#### [Data for this task]
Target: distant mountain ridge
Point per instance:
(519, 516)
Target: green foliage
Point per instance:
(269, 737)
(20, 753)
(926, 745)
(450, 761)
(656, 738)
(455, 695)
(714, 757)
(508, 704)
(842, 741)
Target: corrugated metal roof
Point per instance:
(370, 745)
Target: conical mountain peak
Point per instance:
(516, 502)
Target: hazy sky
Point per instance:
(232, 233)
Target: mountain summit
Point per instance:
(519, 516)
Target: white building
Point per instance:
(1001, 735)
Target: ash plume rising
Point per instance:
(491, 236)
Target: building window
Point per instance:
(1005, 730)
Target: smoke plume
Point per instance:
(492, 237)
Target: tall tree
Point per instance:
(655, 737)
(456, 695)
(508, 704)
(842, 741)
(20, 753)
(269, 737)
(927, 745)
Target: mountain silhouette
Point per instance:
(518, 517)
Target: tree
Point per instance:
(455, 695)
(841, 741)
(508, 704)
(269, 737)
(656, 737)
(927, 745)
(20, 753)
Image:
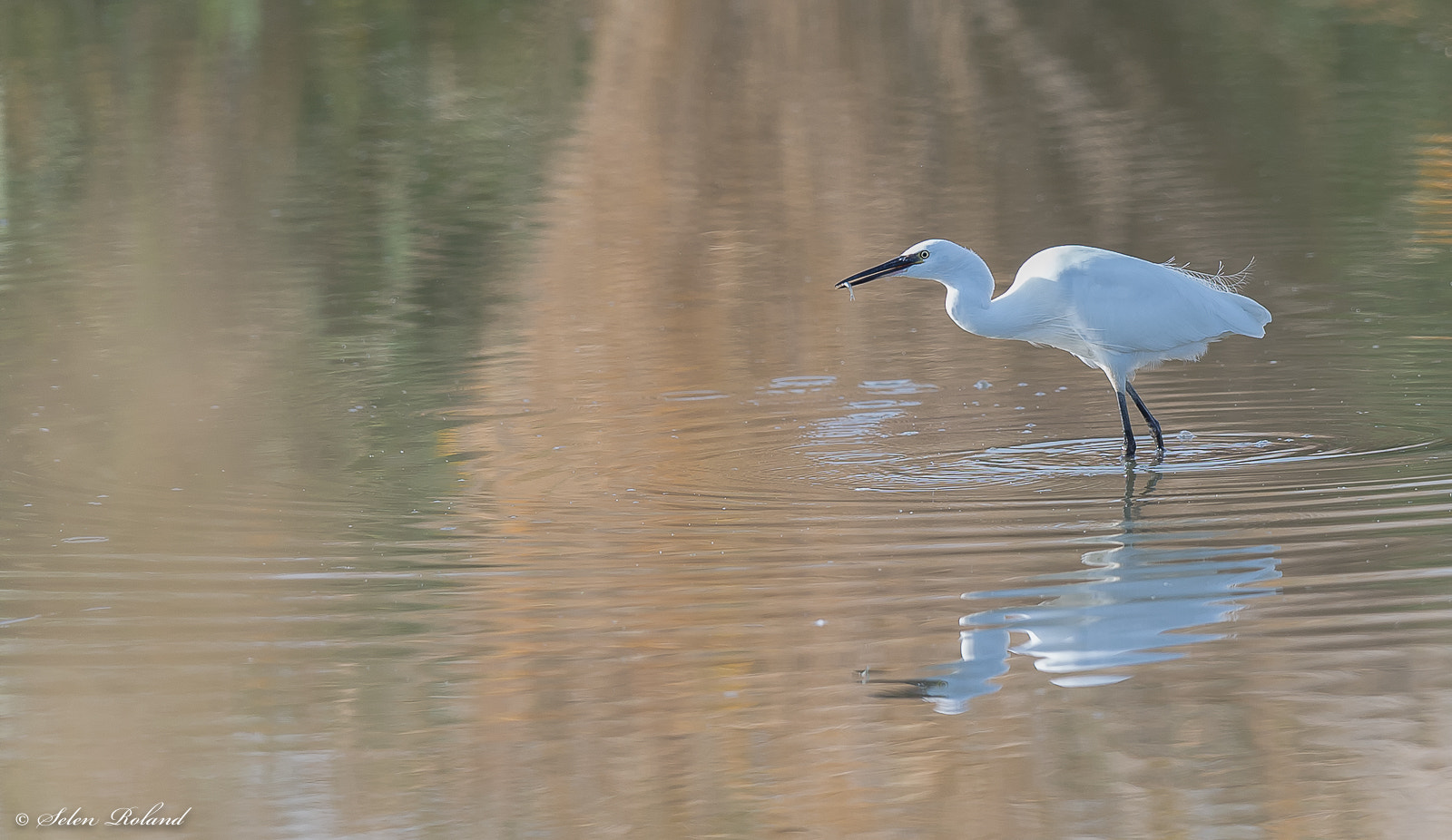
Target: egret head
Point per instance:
(928, 260)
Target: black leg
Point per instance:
(1129, 433)
(1149, 418)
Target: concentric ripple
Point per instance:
(1040, 460)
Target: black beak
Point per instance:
(885, 270)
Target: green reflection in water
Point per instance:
(230, 225)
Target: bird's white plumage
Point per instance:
(1115, 312)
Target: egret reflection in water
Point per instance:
(1132, 602)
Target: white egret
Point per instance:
(1115, 312)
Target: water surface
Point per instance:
(440, 423)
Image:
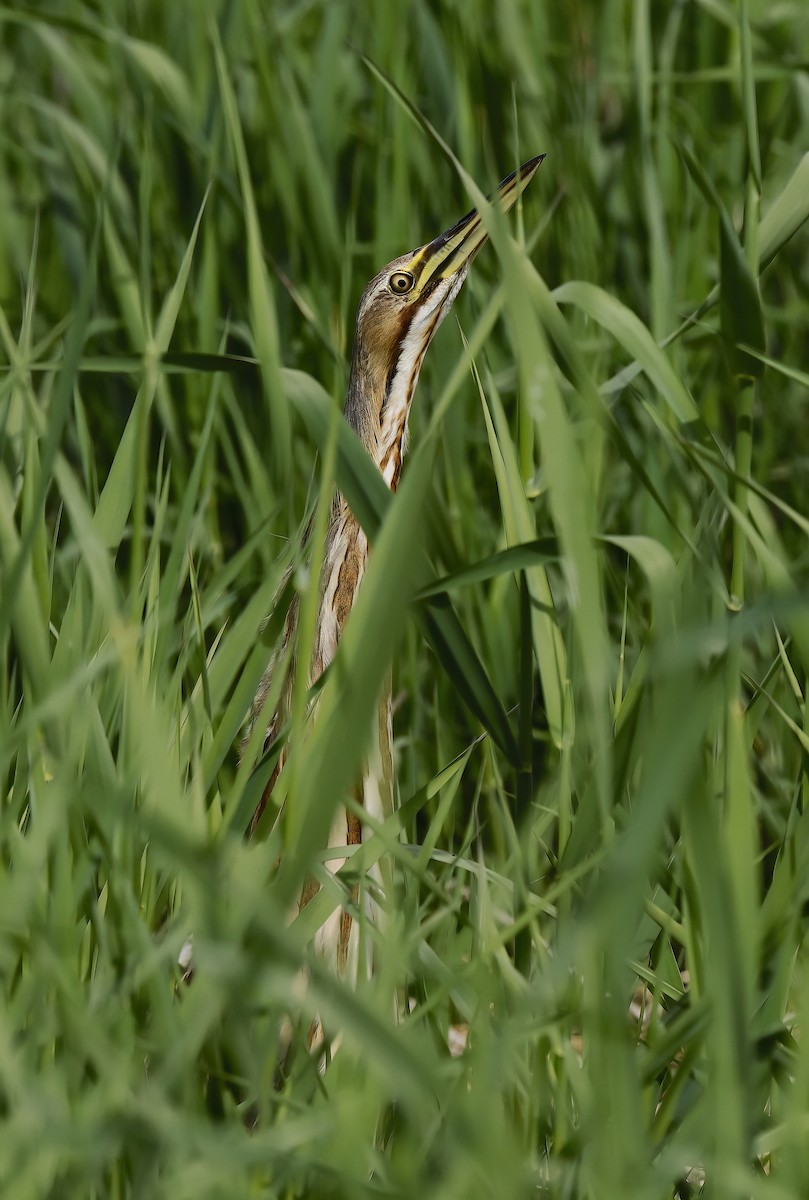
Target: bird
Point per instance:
(399, 313)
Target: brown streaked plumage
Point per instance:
(397, 317)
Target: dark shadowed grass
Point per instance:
(592, 587)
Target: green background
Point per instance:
(599, 634)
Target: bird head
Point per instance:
(400, 311)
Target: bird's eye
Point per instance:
(401, 282)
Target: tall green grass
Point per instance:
(592, 587)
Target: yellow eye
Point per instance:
(401, 282)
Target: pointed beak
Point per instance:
(455, 249)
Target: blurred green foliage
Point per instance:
(619, 529)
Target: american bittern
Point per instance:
(400, 311)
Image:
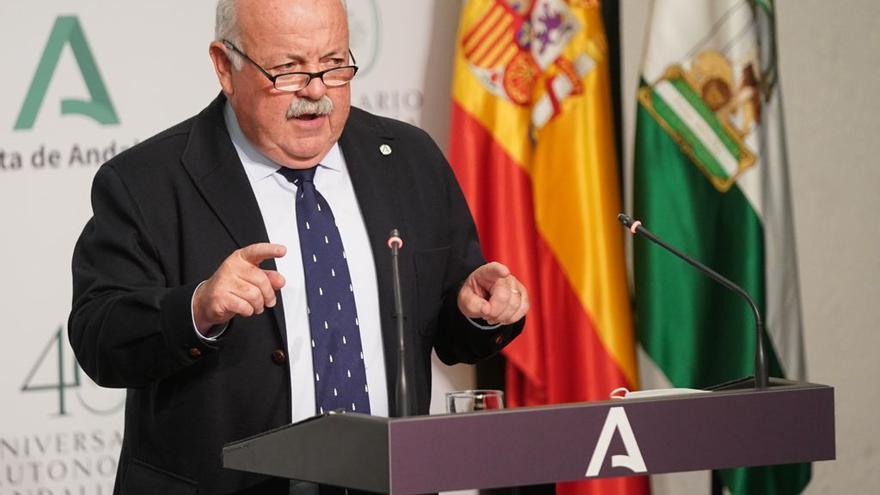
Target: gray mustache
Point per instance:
(303, 106)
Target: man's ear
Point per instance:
(222, 66)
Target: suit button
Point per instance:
(278, 357)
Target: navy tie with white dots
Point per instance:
(337, 354)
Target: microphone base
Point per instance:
(748, 383)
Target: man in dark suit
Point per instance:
(177, 276)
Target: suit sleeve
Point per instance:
(126, 326)
(459, 340)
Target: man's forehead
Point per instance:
(282, 16)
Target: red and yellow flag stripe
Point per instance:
(532, 146)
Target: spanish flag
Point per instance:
(532, 146)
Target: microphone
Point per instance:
(761, 378)
(401, 389)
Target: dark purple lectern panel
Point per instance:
(787, 423)
(672, 434)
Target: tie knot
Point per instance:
(297, 176)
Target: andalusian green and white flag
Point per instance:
(711, 177)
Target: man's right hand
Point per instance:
(238, 287)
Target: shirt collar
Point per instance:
(258, 166)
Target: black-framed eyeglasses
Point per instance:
(295, 81)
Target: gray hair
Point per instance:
(226, 28)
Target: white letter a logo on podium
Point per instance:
(632, 460)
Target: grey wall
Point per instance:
(830, 76)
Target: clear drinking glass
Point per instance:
(459, 401)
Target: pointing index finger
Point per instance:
(256, 253)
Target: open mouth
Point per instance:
(307, 116)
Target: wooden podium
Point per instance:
(786, 423)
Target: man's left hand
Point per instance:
(492, 293)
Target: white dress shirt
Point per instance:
(276, 198)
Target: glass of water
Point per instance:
(459, 401)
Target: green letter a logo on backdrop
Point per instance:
(67, 30)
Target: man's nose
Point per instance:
(314, 90)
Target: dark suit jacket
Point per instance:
(168, 211)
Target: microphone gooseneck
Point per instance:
(401, 389)
(761, 375)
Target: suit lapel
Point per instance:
(212, 162)
(376, 178)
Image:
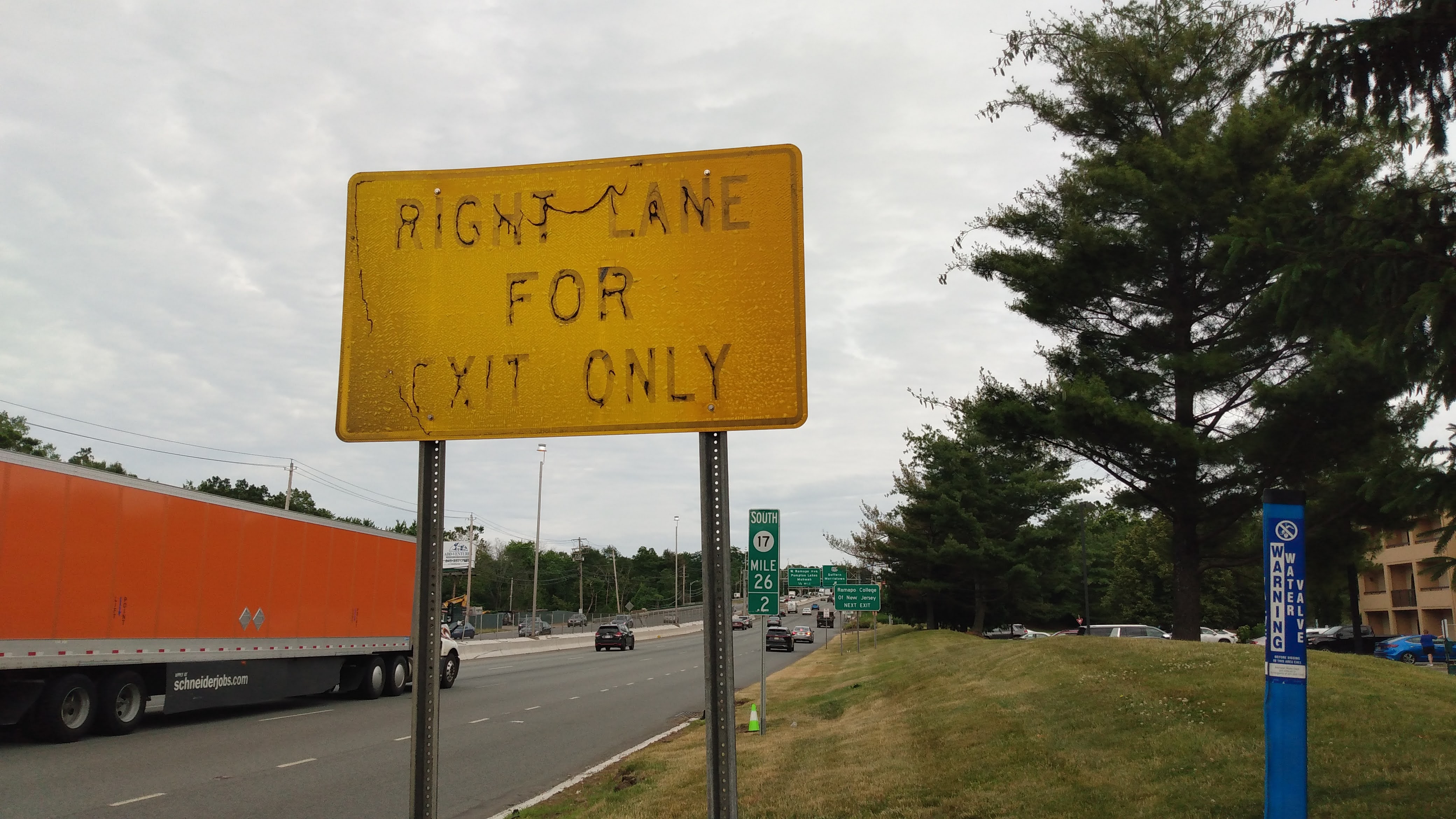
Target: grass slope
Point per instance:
(943, 725)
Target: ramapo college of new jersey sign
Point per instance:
(649, 293)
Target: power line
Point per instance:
(312, 471)
(159, 451)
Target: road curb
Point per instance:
(592, 771)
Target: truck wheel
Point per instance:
(397, 674)
(450, 671)
(373, 681)
(121, 700)
(66, 709)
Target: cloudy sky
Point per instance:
(172, 243)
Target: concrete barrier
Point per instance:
(512, 646)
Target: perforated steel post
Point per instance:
(424, 738)
(723, 752)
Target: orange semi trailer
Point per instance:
(115, 589)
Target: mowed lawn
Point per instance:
(944, 725)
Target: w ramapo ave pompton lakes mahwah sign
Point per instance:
(649, 293)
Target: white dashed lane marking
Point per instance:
(136, 799)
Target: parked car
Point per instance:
(525, 630)
(1127, 630)
(1342, 639)
(614, 636)
(778, 639)
(1407, 649)
(1013, 631)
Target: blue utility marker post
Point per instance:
(1286, 754)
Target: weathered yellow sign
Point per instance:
(651, 293)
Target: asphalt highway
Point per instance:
(510, 728)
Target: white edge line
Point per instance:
(592, 771)
(138, 799)
(286, 716)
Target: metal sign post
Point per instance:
(763, 589)
(424, 738)
(1286, 752)
(723, 752)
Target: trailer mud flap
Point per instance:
(16, 697)
(241, 682)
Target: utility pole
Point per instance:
(536, 572)
(1087, 597)
(675, 570)
(615, 585)
(469, 569)
(581, 560)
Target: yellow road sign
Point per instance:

#### [Challenge]
Write out all the entries exactly, except for the pictures.

#### [The result]
Target: distant mountain ridge
Point per instance:
(519, 516)
Target: green foliage
Point per instance:
(269, 737)
(20, 753)
(926, 745)
(450, 761)
(656, 738)
(455, 695)
(714, 757)
(508, 704)
(842, 741)
Target: corrugated metal roof
Point per instance:
(370, 745)
Target: conical mountain peak
Point per instance:
(516, 502)
Target: hazy sky
Point per instance:
(232, 233)
Target: mountain summit
Point per instance:
(519, 516)
Target: white building
Point per instance:
(1001, 735)
Target: ash plume rising
Point per instance:
(491, 236)
Target: building window
Point per instance:
(1005, 730)
Target: smoke plume
Point per instance:
(492, 237)
Target: tall tree
Point per instance:
(655, 737)
(456, 695)
(508, 704)
(842, 741)
(20, 753)
(269, 737)
(927, 745)
Target: mountain silhouette
Point per instance:
(518, 517)
Target: tree
Point per instance:
(455, 695)
(841, 741)
(508, 704)
(269, 737)
(656, 737)
(927, 745)
(20, 753)
Image:
Target: egret head
Point per instance:
(928, 260)
Target: black leg
Point per instance:
(1129, 433)
(1149, 418)
Target: concentric ripple
Point per instance:
(1040, 460)
Target: black beak
Point per instance:
(885, 270)
Target: green reflection in water
Point per instance:
(230, 225)
Target: bird's white plumage
Point per instance:
(1115, 312)
Target: egret reflection in water
Point per instance:
(1132, 602)
Target: white egret
Point per instance:
(1115, 312)
Target: water surface
Point per instance:
(440, 423)
Image:
Target: bird
Point per instance:
(399, 313)
Target: brown streaked plumage
Point per instance:
(397, 317)
Target: dark shadowed grass
Point per instance:
(592, 587)
Target: green background
Point per instance:
(599, 634)
Target: bird head
Point per instance:
(400, 311)
Target: bird's eye
Point per instance:
(401, 282)
Target: tall green grass
Point per instance:
(592, 587)
Target: yellow eye
Point per instance:
(401, 282)
Target: pointed beak
Point per instance:
(455, 249)
Target: blurred green foliage
Point per instance:
(619, 529)
Target: american bittern
Point per instance:
(400, 311)
Image:
Target: gray mustache
Point per instance:
(303, 106)
Target: man's ear
Point per instance:
(222, 66)
Target: suit button
Point per instance:
(278, 357)
Target: navy tie with white dots
Point per instance:
(337, 354)
Target: microphone base
Point per instance:
(748, 383)
Target: man in dark suit
Point per instance:
(177, 276)
Target: suit sleeve
Point per instance:
(126, 326)
(459, 340)
Target: man's forehead
Point per instance:
(282, 16)
Target: red and yellow flag stripe
Point per instance:
(532, 146)
Target: spanish flag
Point per instance:
(532, 146)
Target: microphone
Point per instance:
(761, 378)
(401, 389)
Target: dark purple lectern panel
Point per instance:
(787, 423)
(672, 434)
Target: tie knot
Point per instance:
(297, 176)
Target: andalusian green and white flag
Point per instance:
(711, 177)
Target: man's right hand
Point per instance:
(238, 287)
Target: shirt collar
Point per instance:
(258, 166)
Target: black-framed eyeglasses
Point per instance:
(295, 81)
Target: gray hair
Point per instance:
(226, 28)
Target: white letter a logo on podium
Point per instance:
(632, 460)
Target: grey wall
Point per instance:
(830, 76)
Target: clear drinking glass
Point per instance:
(459, 401)
Target: pointing index finger
Point per instance:
(256, 253)
Target: open mouth
Point per instance:
(307, 116)
Target: wooden podium
Point per instance:
(786, 423)
Target: man's left hand
Point per instance:
(492, 293)
Target: white dress shirt
Point per instance:
(276, 198)
Target: glass of water
Point per instance:
(459, 401)
Target: green letter a logo on backdrop
Point per instance:
(67, 30)
Target: man's nose
Point per instance:
(314, 90)
Target: dark suit jacket
Point per instance:
(168, 211)
Target: microphone gooseneck
Point per instance:
(401, 389)
(761, 375)
Target: suit lapel
Point per instance:
(212, 162)
(376, 178)
Image:
Target: grass slope
Point per instance:
(943, 725)
Target: ramapo college of new jersey sign
Point per instance:
(649, 293)
Target: power line
Point per instance:
(312, 471)
(159, 451)
Target: road curb
Point per instance:
(592, 771)
Target: truck wheel
Point per instance:
(397, 674)
(450, 671)
(373, 681)
(121, 700)
(66, 709)
Target: cloudy sky
Point per instance:
(172, 243)
Target: concrete barrier
Point per instance:
(512, 646)
Target: perforated steel post
Point per instance:
(424, 738)
(723, 752)
Target: orange semi trailer
Point per instance:
(115, 589)
Target: mowed lawn
Point per instance:
(944, 725)
Target: w ramapo ave pompton lakes mahwah sign
Point per instance:
(649, 293)
Target: white dashed lane marking
Point per instance:
(136, 799)
Target: parked car
Point per instance:
(525, 630)
(1127, 630)
(1342, 639)
(614, 636)
(778, 639)
(1407, 649)
(1013, 631)
Target: blue utility marker post
Point per instance:
(1286, 754)
Target: weathered yellow sign
Point per instance:
(651, 293)
Target: asphalt highway
Point per instance:
(510, 728)
Target: white edge line
Point per instance:
(592, 771)
(138, 799)
(286, 716)
Target: metal sign post
Point per instance:
(763, 589)
(424, 738)
(1286, 752)
(723, 752)
Target: trailer mud flap
Point per instance:
(16, 697)
(241, 682)
Target: utility pole
Point per instance:
(536, 572)
(1087, 597)
(675, 570)
(615, 585)
(469, 569)
(581, 560)
Target: yellow road sign
Point per instance:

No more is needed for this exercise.